DIRECTIONS
The lines you return must be all those in the data that hold the string "spoked".

RECORD EXTRACTS
--- START ---
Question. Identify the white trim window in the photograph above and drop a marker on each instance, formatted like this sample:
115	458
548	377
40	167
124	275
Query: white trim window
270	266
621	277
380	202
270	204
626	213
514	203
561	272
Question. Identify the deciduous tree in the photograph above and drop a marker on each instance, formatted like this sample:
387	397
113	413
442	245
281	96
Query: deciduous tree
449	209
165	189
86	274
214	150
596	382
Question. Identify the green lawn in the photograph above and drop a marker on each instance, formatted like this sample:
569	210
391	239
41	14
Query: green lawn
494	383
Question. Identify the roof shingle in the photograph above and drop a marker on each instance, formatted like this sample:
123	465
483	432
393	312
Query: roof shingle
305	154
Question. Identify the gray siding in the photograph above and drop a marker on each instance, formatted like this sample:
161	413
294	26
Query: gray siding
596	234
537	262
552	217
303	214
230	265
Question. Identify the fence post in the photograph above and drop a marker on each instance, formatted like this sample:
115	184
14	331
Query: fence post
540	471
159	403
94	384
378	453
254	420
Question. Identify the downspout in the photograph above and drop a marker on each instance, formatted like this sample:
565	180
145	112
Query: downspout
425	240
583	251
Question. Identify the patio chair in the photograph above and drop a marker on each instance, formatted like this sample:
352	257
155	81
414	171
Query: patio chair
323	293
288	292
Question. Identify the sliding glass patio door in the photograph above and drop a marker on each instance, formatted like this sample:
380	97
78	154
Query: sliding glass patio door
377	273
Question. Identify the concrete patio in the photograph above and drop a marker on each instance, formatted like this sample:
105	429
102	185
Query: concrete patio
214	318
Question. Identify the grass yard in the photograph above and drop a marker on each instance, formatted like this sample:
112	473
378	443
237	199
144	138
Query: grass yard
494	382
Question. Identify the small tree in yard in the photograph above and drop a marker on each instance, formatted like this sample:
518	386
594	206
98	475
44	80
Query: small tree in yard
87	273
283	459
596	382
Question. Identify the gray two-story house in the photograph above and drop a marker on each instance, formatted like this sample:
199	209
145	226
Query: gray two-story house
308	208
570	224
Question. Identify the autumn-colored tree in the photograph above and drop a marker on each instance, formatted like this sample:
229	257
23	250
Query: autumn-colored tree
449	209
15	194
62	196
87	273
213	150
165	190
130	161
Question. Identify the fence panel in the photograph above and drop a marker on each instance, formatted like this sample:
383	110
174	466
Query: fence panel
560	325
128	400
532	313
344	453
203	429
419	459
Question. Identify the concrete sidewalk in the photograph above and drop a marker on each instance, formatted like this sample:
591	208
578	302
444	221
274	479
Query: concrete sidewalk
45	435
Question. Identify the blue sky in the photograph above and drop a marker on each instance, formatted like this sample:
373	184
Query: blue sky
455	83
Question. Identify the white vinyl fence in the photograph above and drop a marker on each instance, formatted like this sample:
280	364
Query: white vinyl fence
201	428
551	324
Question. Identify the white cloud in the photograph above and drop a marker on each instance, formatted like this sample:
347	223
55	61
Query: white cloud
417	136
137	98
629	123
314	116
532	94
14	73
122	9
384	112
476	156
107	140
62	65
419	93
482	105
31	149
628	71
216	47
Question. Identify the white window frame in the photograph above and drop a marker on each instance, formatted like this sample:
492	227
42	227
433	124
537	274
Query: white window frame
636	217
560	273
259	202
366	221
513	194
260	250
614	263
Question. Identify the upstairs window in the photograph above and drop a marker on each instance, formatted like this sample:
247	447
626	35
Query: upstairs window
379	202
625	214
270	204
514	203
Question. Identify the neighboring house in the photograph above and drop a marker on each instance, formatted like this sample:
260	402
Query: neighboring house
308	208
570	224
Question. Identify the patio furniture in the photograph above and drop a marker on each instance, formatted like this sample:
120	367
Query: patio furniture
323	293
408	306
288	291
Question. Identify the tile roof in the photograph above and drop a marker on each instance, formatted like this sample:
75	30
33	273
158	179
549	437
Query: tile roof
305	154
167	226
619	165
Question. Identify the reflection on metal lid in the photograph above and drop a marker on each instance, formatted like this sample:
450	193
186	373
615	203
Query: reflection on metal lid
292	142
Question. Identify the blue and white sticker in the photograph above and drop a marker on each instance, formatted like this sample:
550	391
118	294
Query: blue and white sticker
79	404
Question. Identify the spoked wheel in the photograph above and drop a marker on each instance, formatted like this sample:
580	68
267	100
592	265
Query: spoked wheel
--- END ---
ANSWER TO THIS EXERCISE
Question. Identify the spoked wheel in the photograph above and drop a marker on each instance, formatted like this sample:
Query: spoked wheel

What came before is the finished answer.